▶ _EXERCISE BRIEF_: Rewrite all the rows below with "set a pin" switched to "place a marker" wherever it occurs, keeping every other line and character unchanged.

▶ _EXCERPTED RECORDS_:
===

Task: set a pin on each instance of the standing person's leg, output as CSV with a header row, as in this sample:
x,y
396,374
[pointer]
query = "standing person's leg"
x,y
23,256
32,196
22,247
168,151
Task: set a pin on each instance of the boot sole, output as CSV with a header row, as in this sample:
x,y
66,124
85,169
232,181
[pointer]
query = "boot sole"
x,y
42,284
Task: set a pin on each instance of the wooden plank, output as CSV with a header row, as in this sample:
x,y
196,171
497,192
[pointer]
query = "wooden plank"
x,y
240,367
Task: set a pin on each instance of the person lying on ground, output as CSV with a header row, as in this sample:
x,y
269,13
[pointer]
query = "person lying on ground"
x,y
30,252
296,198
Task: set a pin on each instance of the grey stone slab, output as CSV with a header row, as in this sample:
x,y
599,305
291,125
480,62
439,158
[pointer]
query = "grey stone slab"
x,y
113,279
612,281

===

▶ _COMPLETE RESPONSE_:
Task: place a marker on each instance of the standing person's leg, output as CSV with a header row, as in this sample:
x,y
396,374
[pointer]
query = "standing person's leg"
x,y
23,256
32,196
22,247
168,151
Task: place a marker on each instance of the boot sole, output as CSV with a header row, as in this sample:
x,y
66,124
85,169
232,181
[pointer]
query = "boot sole"
x,y
42,284
Task: place a marker on each instance of the wooden plank, output as CSV with a header row, as in this sample:
x,y
196,171
497,192
[pointer]
query = "wooden plank"
x,y
240,367
Task: place a marker on each instance of the person lying on ground, output as CSV with a header row, as in this sample:
x,y
269,13
[pointer]
query = "person lying on ground"
x,y
30,252
296,198
Task: place a marker on each instance of the grey stone slab, output as CSV with a header row, as in this sample:
x,y
599,305
291,125
480,62
439,158
[pointer]
query = "grey stone slab"
x,y
113,279
612,281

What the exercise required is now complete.